▶ Data shown
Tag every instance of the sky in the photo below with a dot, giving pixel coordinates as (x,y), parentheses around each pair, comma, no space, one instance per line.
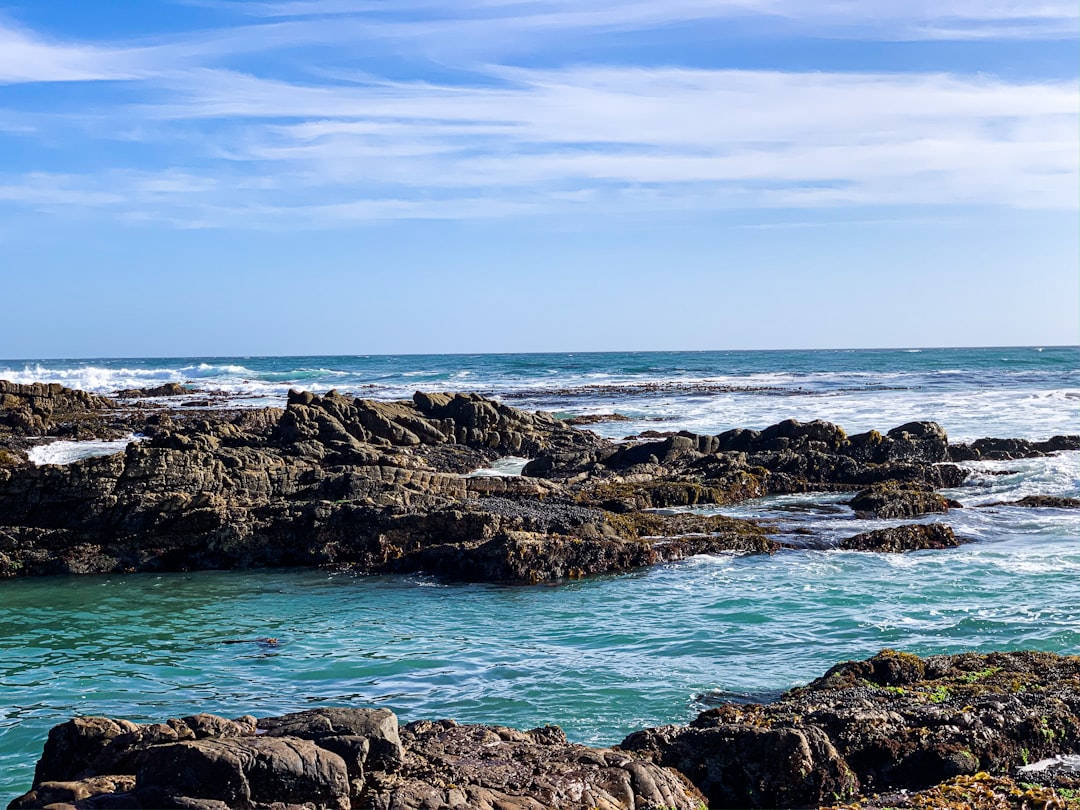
(230,177)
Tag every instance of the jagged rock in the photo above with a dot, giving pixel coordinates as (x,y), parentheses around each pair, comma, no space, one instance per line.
(892,721)
(51,409)
(740,765)
(169,389)
(1004,449)
(891,500)
(914,537)
(337,758)
(376,486)
(976,792)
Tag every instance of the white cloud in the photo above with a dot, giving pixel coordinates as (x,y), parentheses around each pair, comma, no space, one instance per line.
(880,18)
(601,139)
(26,57)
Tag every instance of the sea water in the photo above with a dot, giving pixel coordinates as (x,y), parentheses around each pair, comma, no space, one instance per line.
(601,657)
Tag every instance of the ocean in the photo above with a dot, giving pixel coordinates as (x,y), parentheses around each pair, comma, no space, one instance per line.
(599,657)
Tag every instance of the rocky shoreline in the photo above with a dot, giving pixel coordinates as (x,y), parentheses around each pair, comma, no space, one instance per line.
(387,487)
(373,487)
(895,730)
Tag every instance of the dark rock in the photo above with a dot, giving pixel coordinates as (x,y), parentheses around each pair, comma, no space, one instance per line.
(893,721)
(304,759)
(919,442)
(892,500)
(169,389)
(369,736)
(914,537)
(40,409)
(73,745)
(743,766)
(1004,449)
(242,771)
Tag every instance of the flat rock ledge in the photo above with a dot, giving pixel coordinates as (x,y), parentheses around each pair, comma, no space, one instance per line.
(894,730)
(385,487)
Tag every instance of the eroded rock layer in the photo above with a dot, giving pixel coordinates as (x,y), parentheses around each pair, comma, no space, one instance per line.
(892,728)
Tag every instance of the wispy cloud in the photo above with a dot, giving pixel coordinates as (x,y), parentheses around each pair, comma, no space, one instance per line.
(27,57)
(549,140)
(201,137)
(880,18)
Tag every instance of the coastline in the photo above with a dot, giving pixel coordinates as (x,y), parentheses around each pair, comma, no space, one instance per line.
(987,731)
(624,487)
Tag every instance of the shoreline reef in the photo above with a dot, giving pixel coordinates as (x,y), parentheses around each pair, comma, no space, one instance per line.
(1000,730)
(347,483)
(386,487)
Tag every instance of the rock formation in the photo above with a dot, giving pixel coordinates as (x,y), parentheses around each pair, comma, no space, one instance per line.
(944,726)
(383,486)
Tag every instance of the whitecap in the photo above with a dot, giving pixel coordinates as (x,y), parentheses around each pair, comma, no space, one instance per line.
(508,466)
(67,453)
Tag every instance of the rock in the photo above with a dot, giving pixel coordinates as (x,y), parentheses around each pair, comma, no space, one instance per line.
(51,409)
(741,766)
(111,791)
(1004,449)
(976,792)
(919,442)
(242,771)
(893,721)
(914,537)
(1041,501)
(577,421)
(298,761)
(893,500)
(364,738)
(169,389)
(73,745)
(497,767)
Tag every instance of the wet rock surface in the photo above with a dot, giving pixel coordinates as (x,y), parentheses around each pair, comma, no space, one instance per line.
(917,537)
(382,486)
(894,730)
(339,758)
(894,721)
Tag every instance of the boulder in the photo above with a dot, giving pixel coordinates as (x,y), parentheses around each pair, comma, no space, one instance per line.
(891,499)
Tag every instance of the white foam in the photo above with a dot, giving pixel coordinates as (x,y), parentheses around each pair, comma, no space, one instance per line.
(508,466)
(1067,761)
(66,453)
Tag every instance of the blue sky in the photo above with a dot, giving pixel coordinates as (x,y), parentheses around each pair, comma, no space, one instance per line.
(347,176)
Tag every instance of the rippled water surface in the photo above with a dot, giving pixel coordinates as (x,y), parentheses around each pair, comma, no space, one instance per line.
(601,657)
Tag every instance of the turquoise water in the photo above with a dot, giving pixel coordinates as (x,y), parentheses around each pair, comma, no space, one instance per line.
(1030,391)
(601,657)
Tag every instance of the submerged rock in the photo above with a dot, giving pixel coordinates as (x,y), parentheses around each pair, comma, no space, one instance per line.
(42,409)
(1040,501)
(381,486)
(893,728)
(914,537)
(893,500)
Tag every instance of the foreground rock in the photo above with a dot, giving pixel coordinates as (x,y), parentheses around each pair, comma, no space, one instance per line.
(383,487)
(916,537)
(339,758)
(894,721)
(894,730)
(51,409)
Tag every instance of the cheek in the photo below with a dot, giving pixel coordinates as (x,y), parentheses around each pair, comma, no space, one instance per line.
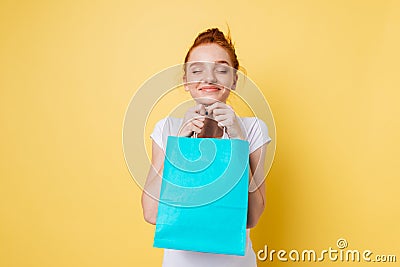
(227,80)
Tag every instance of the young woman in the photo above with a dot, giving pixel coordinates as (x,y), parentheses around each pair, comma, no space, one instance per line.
(210,73)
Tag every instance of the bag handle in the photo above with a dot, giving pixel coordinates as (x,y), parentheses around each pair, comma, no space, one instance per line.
(208,127)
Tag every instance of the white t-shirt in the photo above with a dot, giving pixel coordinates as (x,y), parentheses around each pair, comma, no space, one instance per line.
(256,133)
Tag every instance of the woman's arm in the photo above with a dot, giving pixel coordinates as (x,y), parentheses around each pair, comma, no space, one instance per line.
(151,192)
(257,196)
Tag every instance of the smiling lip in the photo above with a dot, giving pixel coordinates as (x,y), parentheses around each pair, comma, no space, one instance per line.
(209,89)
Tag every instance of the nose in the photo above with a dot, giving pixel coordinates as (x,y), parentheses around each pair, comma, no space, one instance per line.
(210,76)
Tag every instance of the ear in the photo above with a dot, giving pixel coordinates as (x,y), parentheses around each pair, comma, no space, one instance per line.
(185,83)
(234,81)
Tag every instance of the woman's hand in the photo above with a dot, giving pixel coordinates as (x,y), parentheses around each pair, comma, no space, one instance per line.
(226,117)
(193,121)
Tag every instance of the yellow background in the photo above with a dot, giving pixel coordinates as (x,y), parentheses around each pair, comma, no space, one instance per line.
(69,69)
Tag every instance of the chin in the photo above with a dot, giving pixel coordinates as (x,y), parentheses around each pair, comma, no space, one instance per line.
(207,100)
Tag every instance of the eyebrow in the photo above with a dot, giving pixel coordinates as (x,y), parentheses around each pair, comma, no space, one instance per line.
(202,62)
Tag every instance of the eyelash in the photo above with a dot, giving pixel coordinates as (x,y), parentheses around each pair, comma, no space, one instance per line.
(219,71)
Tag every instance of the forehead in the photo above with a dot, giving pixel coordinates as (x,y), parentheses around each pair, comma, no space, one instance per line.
(210,53)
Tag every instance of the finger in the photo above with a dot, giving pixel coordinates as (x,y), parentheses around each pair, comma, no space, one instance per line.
(198,123)
(195,129)
(221,117)
(200,109)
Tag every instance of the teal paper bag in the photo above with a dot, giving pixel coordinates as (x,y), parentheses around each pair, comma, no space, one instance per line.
(204,196)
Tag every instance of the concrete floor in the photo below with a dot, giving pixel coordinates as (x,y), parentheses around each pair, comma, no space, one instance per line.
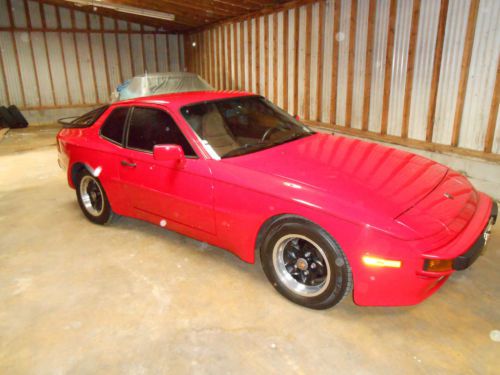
(134,298)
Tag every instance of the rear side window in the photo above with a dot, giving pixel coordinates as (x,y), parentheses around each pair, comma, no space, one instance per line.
(149,127)
(84,121)
(113,126)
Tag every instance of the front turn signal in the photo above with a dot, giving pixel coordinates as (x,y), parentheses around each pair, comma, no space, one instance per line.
(379,262)
(438,265)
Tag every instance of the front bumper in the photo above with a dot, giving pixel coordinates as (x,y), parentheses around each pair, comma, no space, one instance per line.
(411,283)
(465,260)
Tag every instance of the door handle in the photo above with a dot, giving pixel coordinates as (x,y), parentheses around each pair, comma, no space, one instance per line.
(127,164)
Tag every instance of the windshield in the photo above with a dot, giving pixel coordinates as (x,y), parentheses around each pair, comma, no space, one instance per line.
(238,126)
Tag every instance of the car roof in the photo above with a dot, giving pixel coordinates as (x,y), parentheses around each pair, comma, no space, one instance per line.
(181,99)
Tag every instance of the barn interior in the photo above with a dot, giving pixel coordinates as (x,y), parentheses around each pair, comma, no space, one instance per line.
(422,76)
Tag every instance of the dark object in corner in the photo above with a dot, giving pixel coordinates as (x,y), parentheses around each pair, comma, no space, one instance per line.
(12,118)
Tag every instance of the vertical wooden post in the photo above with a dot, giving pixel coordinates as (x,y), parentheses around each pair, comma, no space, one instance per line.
(464,70)
(275,57)
(106,67)
(32,54)
(436,70)
(230,56)
(257,55)
(319,77)
(242,57)
(91,50)
(249,42)
(286,14)
(335,62)
(369,64)
(217,58)
(4,77)
(296,61)
(388,66)
(143,50)
(16,54)
(179,54)
(44,25)
(212,50)
(266,55)
(307,67)
(77,53)
(492,117)
(225,73)
(167,60)
(350,64)
(58,18)
(410,70)
(132,63)
(157,55)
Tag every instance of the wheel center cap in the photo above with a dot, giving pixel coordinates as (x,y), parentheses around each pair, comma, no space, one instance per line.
(302,264)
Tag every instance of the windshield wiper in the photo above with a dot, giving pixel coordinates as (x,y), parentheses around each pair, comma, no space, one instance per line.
(241,150)
(293,137)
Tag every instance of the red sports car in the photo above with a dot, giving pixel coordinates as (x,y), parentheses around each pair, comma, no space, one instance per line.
(326,214)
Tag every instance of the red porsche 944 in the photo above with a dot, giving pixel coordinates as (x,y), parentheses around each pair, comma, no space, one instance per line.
(326,214)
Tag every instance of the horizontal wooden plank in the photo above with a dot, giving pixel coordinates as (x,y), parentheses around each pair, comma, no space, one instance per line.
(421,145)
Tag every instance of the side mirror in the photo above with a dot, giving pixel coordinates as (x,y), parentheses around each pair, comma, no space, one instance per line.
(168,153)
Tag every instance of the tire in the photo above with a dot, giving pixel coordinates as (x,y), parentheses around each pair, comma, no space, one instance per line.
(93,199)
(305,264)
(18,117)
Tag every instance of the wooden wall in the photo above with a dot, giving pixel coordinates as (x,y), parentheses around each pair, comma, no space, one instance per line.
(421,73)
(56,57)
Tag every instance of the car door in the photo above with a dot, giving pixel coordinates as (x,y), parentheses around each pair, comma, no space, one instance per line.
(179,192)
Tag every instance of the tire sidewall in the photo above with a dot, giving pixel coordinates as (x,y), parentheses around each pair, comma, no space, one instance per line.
(106,214)
(340,278)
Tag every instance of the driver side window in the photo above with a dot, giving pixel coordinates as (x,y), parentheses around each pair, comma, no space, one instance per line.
(149,127)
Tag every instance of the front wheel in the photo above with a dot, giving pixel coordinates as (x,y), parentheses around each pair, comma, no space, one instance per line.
(305,264)
(92,199)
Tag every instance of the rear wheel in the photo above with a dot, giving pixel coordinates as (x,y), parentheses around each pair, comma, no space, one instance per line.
(92,199)
(305,264)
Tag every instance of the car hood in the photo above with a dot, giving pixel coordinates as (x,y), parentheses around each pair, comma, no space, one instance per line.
(365,177)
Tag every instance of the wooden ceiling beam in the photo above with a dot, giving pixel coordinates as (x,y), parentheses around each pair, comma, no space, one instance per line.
(219,11)
(278,7)
(168,26)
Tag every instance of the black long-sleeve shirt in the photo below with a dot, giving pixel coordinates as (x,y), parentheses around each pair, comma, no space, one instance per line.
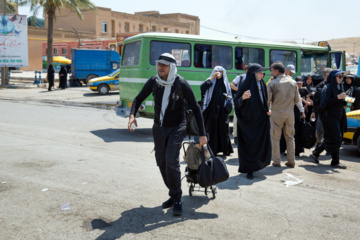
(175,112)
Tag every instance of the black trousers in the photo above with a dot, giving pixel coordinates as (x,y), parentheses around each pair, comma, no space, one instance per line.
(168,142)
(335,155)
(51,84)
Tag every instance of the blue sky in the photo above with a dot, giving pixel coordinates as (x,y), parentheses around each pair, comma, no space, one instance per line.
(279,20)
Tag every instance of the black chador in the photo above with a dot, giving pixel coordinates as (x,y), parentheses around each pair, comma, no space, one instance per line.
(254,142)
(215,113)
(333,116)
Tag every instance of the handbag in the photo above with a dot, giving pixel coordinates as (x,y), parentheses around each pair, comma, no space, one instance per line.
(212,171)
(307,134)
(228,106)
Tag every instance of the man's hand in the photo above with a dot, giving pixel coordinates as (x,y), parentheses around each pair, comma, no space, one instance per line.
(312,116)
(246,95)
(342,96)
(131,121)
(202,140)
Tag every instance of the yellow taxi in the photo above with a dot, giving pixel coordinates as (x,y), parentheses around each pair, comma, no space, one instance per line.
(106,83)
(352,136)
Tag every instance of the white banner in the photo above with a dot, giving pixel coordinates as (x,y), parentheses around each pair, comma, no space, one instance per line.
(13,41)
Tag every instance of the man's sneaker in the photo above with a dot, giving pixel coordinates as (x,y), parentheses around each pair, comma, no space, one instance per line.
(315,158)
(168,203)
(177,209)
(289,164)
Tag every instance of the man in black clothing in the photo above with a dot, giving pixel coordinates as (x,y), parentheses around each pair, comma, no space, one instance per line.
(316,108)
(169,91)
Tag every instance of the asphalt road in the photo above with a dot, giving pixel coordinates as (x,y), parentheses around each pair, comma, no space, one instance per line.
(52,154)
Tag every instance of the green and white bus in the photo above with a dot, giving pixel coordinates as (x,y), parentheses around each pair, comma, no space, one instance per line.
(196,56)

▶ Assignment
Nothing but the lines from the line with "Tag every instance of the green" to the last line of the listing above should appear; please retype them exactly, both ends included.

▶ Answer below
Tag every instance of the green and white bus in the photo above with a dot, giving pixel coordinates as (x,y), parentheses around each pair, comma, no space, one instance per line.
(196,56)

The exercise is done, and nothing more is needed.